* **Exercise 1**:
From the answer on transmit and receive chains, reproduce word for word the passage starting with "No. When you" and going on through "- cosine frequency.".
* **Exercise 2**:
In the answer on transmit and receive chains, what is the highest frequency that a real-valued signal sampled at 60 MHz can represent?
[START OF Document extract]
Are these Tx chain and Rx chains the correct way to implement this transmission?
No. When you want to transmit a real cosine in passband, then you need a single complex tone in baseband. Not a real one. Otherwise, you'll have two real tones on the air, one at the mixing frequency + cosine frequency, and one at the mixing frequency - cosine frequency.
But maybe, you wanted that, I'm not sure from your description. However, the fact that you're calling things "chirp" makes this unlikely.
Then, a real-valued sampled signal at a sampling rate of 60 MHz can't represent 56 MHz. The highest frequency it can represent is less than 30 MHz. Nyquist (The Nyquist-Shannon sampling theorem, to be exact)!
Also, you can't throw away the imaginary part in your receiver: you have no knowledge of your phase. So, you're unsynchronized in phase, and then you can't assume that the real signal you've sent is received as real signal. Especially if this, as I might guess, is about channel estimation or radar, you can't make that assumption.
[END OF Document extract]
[START OF Material shown]
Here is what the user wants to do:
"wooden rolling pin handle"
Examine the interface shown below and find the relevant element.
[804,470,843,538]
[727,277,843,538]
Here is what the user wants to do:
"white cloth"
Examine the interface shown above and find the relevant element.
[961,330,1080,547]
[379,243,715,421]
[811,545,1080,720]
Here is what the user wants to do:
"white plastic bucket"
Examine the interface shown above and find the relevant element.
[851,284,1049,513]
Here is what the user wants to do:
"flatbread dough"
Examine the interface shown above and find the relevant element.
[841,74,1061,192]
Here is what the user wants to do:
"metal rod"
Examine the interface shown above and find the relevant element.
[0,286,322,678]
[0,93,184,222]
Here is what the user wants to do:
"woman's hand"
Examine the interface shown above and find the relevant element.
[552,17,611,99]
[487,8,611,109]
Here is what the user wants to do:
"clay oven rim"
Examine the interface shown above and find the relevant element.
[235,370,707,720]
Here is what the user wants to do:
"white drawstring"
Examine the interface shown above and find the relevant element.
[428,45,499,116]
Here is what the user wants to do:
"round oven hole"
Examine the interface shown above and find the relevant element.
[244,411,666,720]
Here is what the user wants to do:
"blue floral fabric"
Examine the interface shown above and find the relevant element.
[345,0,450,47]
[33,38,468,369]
[END OF Material shown]
* **Answer 1**:
No. When you want to transmit a real cosine in passband, then you need a single complex tone in baseband. Not a real one. Otherwise, you'll have two real tones on the air, one at the mixing frequency + cosine frequency, and one at the mixing frequency - cosine frequency.

* **Answer 2**:
Less than 30 MHz.